THINGS TO DO:
[1] In the Schoenberg forum thread, which composer does the opening post compare deciding to play a Schoenberg work with?
[2] Write the next part of the Schoenberg forum thread, starting right after its final line.

TEXT EXCERPT:
I must say that I find most of Schoenberg's works very satisfying. I don't think dark describes much of what he did (although he could do dark) and it is long since I found any of his music difficult or uncompromising. Deciding to play one of his works is not really different to deciding to play, say, a Brahms work. Yes, there are not really any big tunes but the music is wonderfully constructed and very powerful. I really think it is high time that we got over our custom of treating his music as something that is a hair shirt experience. It is OK not to like it - there are members who don't like (or even hate) Handel, Mozart, Schubert and others - but it is surely not normal.


----------



## Mandryka (Feb 22, 2013)

This is the last bit of Schoenberg I enjoyed


----------



## Heck148 (Oct 27, 2016)

SOURCE EXCERPT:
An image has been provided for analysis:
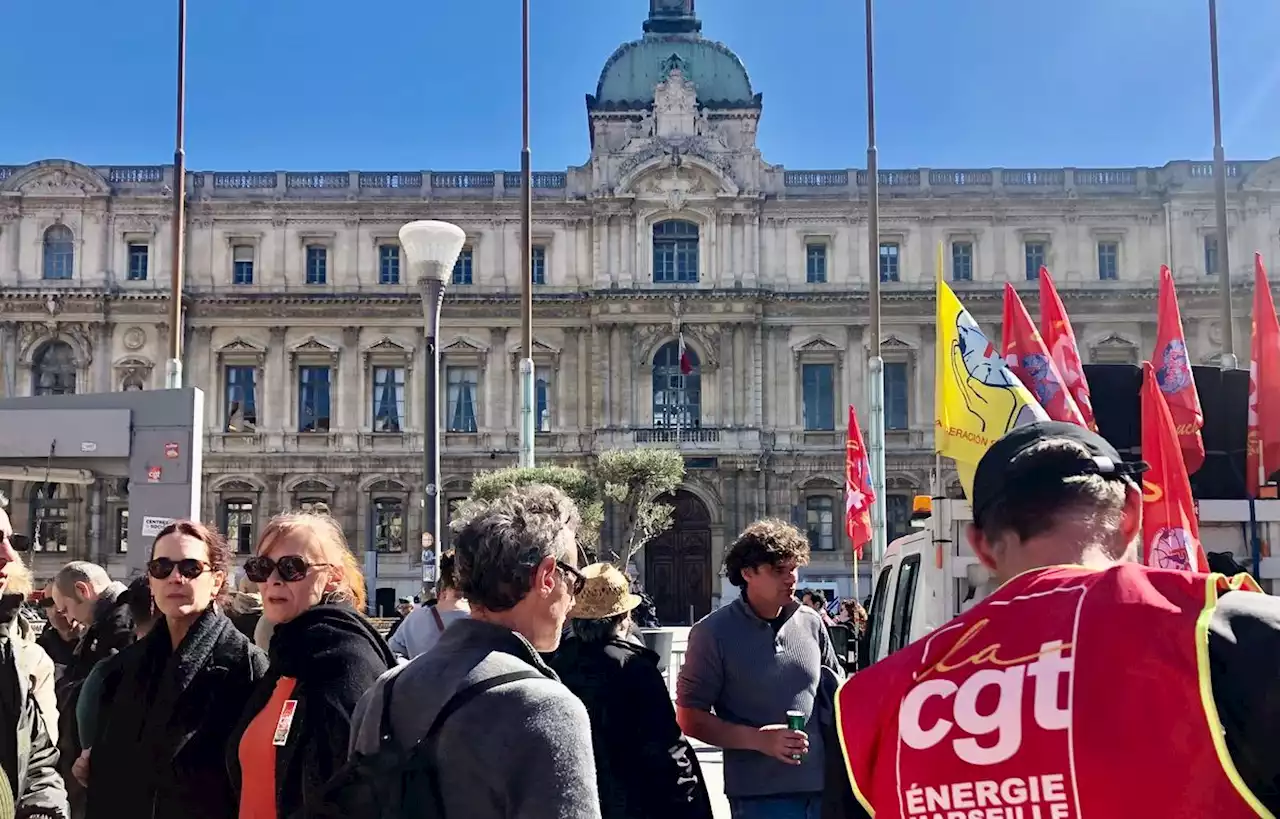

TASK RESPONSES:
[1] Brahms

[2]
I love Schoenberg, one of my favorite composers....some favorites ottomh:
5 Pieces for Orchestra
Variations for Orchestra
Pelleas &Melisande
3 Pieces for Orch
Violin Concerto
Piano Concerto
Moses and Aron
Chamber Sym #1


----------



## clavichorder (May 2, 2011)

Really enjoyed 4 and 5 of Verklarte Nacht.


----------



## larold (Jul 20, 2017)

In addition to his famous orchestration of the Brahms' Piano Quartet Schoenberg along with his pals from the Second Viennese School wrote reductions of lots of stuff including Strauss waltzes.

The best recording of those I know by Ensemble 13 Baden Baden came back in the digital era on an expensive Japanese CD:









Schoenberg also wrote a reduction for Mahler's Das Lied von der Erde.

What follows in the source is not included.